REQUIRED ACTION:
Take the entries that follow and write each one out exactly.

---------- RECORDS

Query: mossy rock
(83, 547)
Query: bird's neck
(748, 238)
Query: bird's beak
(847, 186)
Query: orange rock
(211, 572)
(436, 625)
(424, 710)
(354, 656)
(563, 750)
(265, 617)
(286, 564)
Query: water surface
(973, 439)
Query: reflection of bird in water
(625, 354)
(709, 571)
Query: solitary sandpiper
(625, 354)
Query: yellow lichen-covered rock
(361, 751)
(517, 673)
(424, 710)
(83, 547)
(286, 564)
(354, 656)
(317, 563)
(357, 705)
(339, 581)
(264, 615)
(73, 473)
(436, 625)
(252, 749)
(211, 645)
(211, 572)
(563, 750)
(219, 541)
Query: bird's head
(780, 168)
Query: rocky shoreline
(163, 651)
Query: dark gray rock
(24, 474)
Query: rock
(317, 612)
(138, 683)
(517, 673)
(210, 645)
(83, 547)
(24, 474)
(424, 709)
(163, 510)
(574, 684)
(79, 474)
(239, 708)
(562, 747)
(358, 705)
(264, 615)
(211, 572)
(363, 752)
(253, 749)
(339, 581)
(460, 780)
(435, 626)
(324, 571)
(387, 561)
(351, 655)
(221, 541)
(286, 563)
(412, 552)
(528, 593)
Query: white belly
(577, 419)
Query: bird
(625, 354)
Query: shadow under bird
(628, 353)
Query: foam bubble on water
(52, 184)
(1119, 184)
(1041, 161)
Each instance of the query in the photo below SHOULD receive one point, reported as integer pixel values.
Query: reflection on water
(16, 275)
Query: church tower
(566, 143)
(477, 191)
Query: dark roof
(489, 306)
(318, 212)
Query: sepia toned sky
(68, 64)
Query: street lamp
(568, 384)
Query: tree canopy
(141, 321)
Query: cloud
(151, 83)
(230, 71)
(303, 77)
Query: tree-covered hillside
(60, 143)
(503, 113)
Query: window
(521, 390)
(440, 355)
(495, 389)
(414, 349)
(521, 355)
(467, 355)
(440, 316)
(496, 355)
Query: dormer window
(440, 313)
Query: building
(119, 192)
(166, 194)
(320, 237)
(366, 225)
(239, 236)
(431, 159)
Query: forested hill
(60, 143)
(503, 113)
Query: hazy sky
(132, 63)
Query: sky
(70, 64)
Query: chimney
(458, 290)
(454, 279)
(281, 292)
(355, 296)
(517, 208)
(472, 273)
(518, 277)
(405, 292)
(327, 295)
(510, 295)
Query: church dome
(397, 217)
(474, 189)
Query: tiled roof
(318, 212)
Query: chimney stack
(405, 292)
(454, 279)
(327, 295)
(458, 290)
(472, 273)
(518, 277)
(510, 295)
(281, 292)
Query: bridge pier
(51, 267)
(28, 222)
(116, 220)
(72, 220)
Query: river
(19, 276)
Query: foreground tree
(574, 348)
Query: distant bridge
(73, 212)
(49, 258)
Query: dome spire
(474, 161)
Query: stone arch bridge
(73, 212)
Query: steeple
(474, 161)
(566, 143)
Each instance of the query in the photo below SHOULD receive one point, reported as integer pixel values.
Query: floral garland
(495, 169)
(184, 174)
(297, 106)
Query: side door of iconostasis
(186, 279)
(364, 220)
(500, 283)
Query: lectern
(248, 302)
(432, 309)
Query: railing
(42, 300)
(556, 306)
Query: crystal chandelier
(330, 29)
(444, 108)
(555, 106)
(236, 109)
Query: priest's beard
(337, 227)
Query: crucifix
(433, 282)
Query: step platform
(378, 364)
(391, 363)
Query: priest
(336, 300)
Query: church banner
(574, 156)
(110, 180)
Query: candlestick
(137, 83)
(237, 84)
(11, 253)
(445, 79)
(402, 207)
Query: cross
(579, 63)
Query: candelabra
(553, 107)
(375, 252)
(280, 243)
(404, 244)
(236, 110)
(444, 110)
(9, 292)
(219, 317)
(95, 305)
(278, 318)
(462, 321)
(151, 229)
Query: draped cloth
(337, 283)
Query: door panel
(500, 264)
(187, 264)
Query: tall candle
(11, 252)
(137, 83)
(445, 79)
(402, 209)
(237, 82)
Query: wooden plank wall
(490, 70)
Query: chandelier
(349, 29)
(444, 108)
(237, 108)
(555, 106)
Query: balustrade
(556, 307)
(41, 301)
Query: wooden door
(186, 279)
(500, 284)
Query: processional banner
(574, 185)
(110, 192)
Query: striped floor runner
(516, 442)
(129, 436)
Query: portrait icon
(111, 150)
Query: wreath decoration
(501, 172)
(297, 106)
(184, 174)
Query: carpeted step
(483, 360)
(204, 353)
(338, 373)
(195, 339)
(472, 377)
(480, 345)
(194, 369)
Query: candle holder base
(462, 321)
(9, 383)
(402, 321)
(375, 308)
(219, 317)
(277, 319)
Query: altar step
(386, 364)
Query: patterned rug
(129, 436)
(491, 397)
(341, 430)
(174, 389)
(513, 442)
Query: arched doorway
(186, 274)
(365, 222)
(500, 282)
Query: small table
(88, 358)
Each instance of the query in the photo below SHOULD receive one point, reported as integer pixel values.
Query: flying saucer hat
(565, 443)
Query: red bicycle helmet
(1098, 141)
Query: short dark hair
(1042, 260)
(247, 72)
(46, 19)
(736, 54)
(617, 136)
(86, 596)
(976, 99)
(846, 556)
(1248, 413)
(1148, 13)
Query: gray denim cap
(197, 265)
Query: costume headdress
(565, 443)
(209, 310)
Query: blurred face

--------------------

TASK RESULT:
Query: mossy rock
(83, 547)
Query: bird's neck
(748, 238)
Query: bird's beak
(847, 186)
Query: orange rock
(211, 572)
(436, 625)
(424, 710)
(354, 656)
(563, 750)
(265, 617)
(286, 564)
Query: water surface
(973, 439)
Query: reflection of bird in water
(625, 354)
(709, 571)
Query: solitary sandpiper
(625, 354)
Query: yellow lichen-covered rock
(361, 751)
(517, 673)
(424, 710)
(83, 547)
(286, 564)
(354, 656)
(317, 563)
(357, 705)
(339, 581)
(264, 615)
(73, 473)
(436, 625)
(252, 749)
(211, 645)
(211, 572)
(563, 750)
(219, 541)
Query: bird's head
(780, 168)
Query: rocky shoreline
(163, 651)
Query: dark gray rock
(24, 474)
Query: rock
(317, 612)
(138, 683)
(517, 673)
(210, 645)
(83, 547)
(24, 474)
(424, 709)
(163, 510)
(574, 684)
(79, 474)
(239, 708)
(562, 747)
(358, 705)
(264, 615)
(211, 572)
(363, 752)
(253, 749)
(339, 581)
(460, 780)
(435, 626)
(324, 571)
(387, 561)
(351, 655)
(221, 541)
(286, 563)
(412, 552)
(528, 593)
Query: white belly
(577, 419)
Query: bird
(625, 354)
Query: shadow under bird
(628, 353)
Query: foam bubble on water
(52, 184)
(1119, 184)
(1041, 161)
Each instance of the query in the photo below SHOULD receive one point, reported as integer pixel values.
Query: reflection on water
(16, 275)
Query: church tower
(566, 143)
(477, 191)
Query: dark roof
(489, 306)
(318, 212)
Query: sepia toned sky
(68, 64)
Query: street lamp
(568, 384)
Query: tree canopy
(141, 321)
Query: cloud
(151, 83)
(230, 71)
(303, 77)
Query: tree-covered hillside
(60, 143)
(503, 113)
Query: window
(521, 390)
(440, 355)
(495, 389)
(414, 349)
(521, 355)
(467, 355)
(440, 316)
(496, 355)
Query: dormer window
(440, 313)
Query: building
(119, 192)
(166, 194)
(320, 237)
(366, 225)
(239, 236)
(431, 159)
Query: forested hill
(60, 143)
(503, 113)
Query: hazy sky
(132, 63)
Query: sky
(70, 64)
Query: chimney
(458, 290)
(454, 279)
(281, 292)
(355, 296)
(517, 208)
(472, 273)
(518, 277)
(405, 292)
(327, 295)
(510, 295)
Query: church dome
(397, 217)
(474, 189)
Query: tiled roof
(318, 212)
Query: chimney stack
(405, 292)
(454, 279)
(327, 295)
(458, 290)
(472, 273)
(518, 277)
(510, 295)
(281, 292)
Query: bridge pier
(51, 267)
(28, 222)
(116, 220)
(72, 220)
Query: river
(19, 276)
Query: foreground tree
(574, 348)
Query: distant bridge
(73, 212)
(49, 258)
Query: dome spire
(474, 161)
Query: stone arch bridge
(73, 212)
Query: steeple
(474, 161)
(566, 143)
Each instance of the query in the photo below SHOULD receive one point, reported as integer pixel values.
Query: floral garland
(495, 169)
(184, 174)
(297, 106)
Query: side door of iconostasis
(186, 279)
(364, 220)
(500, 283)
Query: lectern
(248, 302)
(432, 309)
Query: railing
(42, 300)
(556, 306)
Query: crystal chandelier
(330, 29)
(444, 108)
(555, 106)
(236, 109)
Query: priest's beard
(337, 227)
Query: crucifix
(433, 282)
Query: step platform
(378, 364)
(391, 363)
Query: priest
(336, 300)
Query: church banner
(574, 156)
(110, 180)
Query: candlestick
(137, 83)
(237, 84)
(11, 253)
(445, 79)
(402, 207)
Query: cross
(579, 63)
Query: candelabra
(553, 107)
(375, 252)
(280, 243)
(404, 244)
(236, 110)
(444, 110)
(9, 292)
(219, 317)
(95, 305)
(278, 318)
(462, 321)
(151, 229)
Query: draped cloth
(337, 283)
Query: door panel
(500, 264)
(187, 264)
Query: tall candle
(11, 252)
(137, 83)
(445, 79)
(402, 209)
(237, 82)
Query: wooden plank wall
(490, 70)
Query: chandelier
(349, 29)
(444, 108)
(237, 108)
(555, 106)
Query: balustrade
(556, 307)
(41, 301)
Query: wooden door
(186, 279)
(500, 284)
Query: processional banner
(574, 185)
(110, 192)
Query: striped floor runner
(516, 442)
(129, 436)
Query: portrait icon
(111, 150)
Query: wreath decoration
(501, 172)
(297, 106)
(184, 174)
Query: carpeted step
(483, 360)
(204, 353)
(338, 373)
(195, 339)
(472, 377)
(480, 345)
(194, 369)
Query: candle holder base
(462, 321)
(9, 383)
(402, 321)
(375, 308)
(219, 317)
(277, 319)
Query: altar step
(386, 364)
Query: patterned rug
(129, 436)
(491, 397)
(341, 430)
(174, 389)
(513, 442)
Query: arched doorway
(186, 274)
(365, 222)
(500, 282)
Query: small table
(88, 358)
Each instance of the query in the photo below SHOULD receive one point, reported as integer pixel values.
Query: flying saucer hat
(565, 443)
Query: red bicycle helmet
(1098, 141)
Query: short dark hair
(1042, 260)
(247, 72)
(46, 19)
(736, 54)
(617, 136)
(86, 596)
(976, 99)
(846, 556)
(1248, 413)
(1148, 13)
Query: gray denim cap
(197, 265)
Query: costume headdress
(565, 443)
(209, 310)
Query: blurred face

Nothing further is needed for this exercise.